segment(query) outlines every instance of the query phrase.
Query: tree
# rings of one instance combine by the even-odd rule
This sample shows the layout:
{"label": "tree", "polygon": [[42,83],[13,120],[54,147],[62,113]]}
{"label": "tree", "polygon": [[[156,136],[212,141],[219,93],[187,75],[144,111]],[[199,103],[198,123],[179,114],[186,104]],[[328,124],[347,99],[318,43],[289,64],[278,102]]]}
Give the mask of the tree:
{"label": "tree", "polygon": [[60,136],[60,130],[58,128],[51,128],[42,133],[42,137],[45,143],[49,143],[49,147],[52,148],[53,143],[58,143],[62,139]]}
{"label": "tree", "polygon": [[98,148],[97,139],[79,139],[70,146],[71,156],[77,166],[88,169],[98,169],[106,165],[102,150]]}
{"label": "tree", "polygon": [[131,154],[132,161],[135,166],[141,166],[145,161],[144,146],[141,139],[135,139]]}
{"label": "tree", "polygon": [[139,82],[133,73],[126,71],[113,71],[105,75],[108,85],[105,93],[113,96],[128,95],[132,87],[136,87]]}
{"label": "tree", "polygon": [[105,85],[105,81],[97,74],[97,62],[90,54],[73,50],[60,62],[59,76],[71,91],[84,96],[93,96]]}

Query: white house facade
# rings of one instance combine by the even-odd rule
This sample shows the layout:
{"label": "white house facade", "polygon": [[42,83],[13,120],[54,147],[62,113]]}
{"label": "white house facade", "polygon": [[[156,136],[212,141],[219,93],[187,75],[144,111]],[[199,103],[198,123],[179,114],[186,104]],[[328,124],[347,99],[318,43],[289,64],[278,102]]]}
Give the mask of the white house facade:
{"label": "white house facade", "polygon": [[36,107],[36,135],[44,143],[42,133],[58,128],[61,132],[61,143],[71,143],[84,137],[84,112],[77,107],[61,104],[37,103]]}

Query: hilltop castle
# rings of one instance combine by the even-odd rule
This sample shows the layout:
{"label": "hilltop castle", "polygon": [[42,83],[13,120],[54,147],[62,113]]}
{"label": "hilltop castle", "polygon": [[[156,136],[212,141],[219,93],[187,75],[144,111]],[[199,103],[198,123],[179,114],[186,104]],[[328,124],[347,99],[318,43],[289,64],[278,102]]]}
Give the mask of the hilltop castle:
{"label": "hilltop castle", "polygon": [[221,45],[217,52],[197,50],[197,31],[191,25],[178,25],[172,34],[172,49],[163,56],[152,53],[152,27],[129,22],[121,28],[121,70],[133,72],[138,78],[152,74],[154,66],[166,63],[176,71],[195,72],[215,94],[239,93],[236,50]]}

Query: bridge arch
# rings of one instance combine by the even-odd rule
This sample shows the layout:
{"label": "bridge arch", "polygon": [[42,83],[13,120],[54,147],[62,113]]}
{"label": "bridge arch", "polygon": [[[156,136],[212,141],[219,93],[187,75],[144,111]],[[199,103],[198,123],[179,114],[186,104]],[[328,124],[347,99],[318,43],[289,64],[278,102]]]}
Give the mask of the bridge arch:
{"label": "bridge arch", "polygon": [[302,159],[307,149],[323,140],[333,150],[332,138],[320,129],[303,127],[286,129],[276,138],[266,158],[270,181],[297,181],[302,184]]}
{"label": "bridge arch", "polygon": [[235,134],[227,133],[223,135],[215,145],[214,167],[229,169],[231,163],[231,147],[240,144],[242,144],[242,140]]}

# [WHAT TO PRODUCE]
Give the data above as a Markdown table with the columns Row and Line, numbering each row and skipping blank lines.

# [REPLY TO THE EXERCISE]
| Row | Line |
|---|---|
| 1 | segment(query) outlines every instance of the query phrase. |
| 2 | Query: tree |
| 3 | # rings of one instance combine by the even-odd rule |
| 4 | This sample shows the layout: |
| 5 | {"label": "tree", "polygon": [[42,83],[13,120],[54,147],[62,113]]} |
| 6 | {"label": "tree", "polygon": [[[156,136],[212,141],[219,93],[187,75],[144,111]],[[199,103],[198,123],[179,114],[186,104]],[[328,124],[347,99],[318,43],[289,64],[278,102]]]} |
| 7 | Give the mask of the tree: |
| 8 | {"label": "tree", "polygon": [[60,136],[60,130],[58,128],[51,128],[42,133],[42,137],[45,143],[49,143],[49,147],[52,148],[53,143],[58,143],[62,139]]} |
| 9 | {"label": "tree", "polygon": [[98,148],[97,139],[79,139],[70,146],[71,156],[77,166],[88,169],[98,169],[106,165],[102,150]]} |
| 10 | {"label": "tree", "polygon": [[131,154],[132,161],[135,166],[141,166],[145,161],[144,146],[141,139],[135,139]]} |
| 11 | {"label": "tree", "polygon": [[139,82],[133,73],[126,71],[113,71],[105,75],[108,85],[105,93],[113,96],[128,95],[132,87],[136,87]]} |
| 12 | {"label": "tree", "polygon": [[105,85],[105,81],[97,74],[97,62],[90,54],[73,50],[60,62],[59,76],[71,91],[84,96],[93,96]]} |
| 13 | Query: white house facade |
| 14 | # rings of one instance combine by the even-odd rule |
| 15 | This sample shows the layout: |
| 16 | {"label": "white house facade", "polygon": [[42,83],[13,120],[54,147],[62,113]]} |
| 17 | {"label": "white house facade", "polygon": [[[156,136],[212,141],[219,93],[187,75],[144,111]],[[199,103],[198,123],[179,114],[186,104]],[[328,124],[347,99],[318,43],[289,64],[278,102]]]} |
| 18 | Give the mask of the white house facade: |
| 19 | {"label": "white house facade", "polygon": [[36,107],[36,135],[44,143],[42,133],[58,128],[61,132],[61,143],[71,143],[84,137],[84,112],[77,107],[61,104],[37,103]]} |
| 20 | Query: hilltop castle |
| 21 | # rings of one instance combine by the even-odd rule |
| 22 | This sample shows the layout: |
| 23 | {"label": "hilltop castle", "polygon": [[42,83],[13,120],[54,147],[62,113]]} |
| 24 | {"label": "hilltop castle", "polygon": [[[156,136],[212,141],[219,93],[187,75],[144,111]],[[199,103],[198,123],[179,114],[186,104]],[[328,124],[347,99],[318,43],[289,64],[278,102]]]} |
| 25 | Give the mask of the hilltop castle: |
| 26 | {"label": "hilltop castle", "polygon": [[221,45],[217,52],[197,50],[197,31],[191,25],[178,25],[172,34],[172,49],[163,56],[152,53],[152,27],[129,22],[121,28],[121,70],[133,72],[138,78],[152,74],[154,66],[166,63],[176,71],[195,72],[215,94],[239,93],[236,50]]} |
| 27 | Query: bridge arch |
| 28 | # rings of one instance combine by the even-odd rule |
| 29 | This sample shows the layout: |
| 30 | {"label": "bridge arch", "polygon": [[42,83],[13,120],[54,147],[62,113]]} |
| 31 | {"label": "bridge arch", "polygon": [[[156,136],[212,141],[219,93],[187,75],[144,111]],[[199,103],[198,123],[179,114],[186,104]],[[328,124],[347,99],[318,43],[289,64],[278,102]]]} |
| 32 | Give the mask of the bridge arch: |
| 33 | {"label": "bridge arch", "polygon": [[302,159],[307,149],[323,140],[333,150],[332,138],[320,129],[303,127],[286,129],[276,138],[266,158],[270,181],[297,181],[302,184]]} |
| 34 | {"label": "bridge arch", "polygon": [[235,134],[227,133],[223,135],[215,145],[214,167],[229,169],[231,163],[231,147],[240,144],[242,144],[242,140]]} |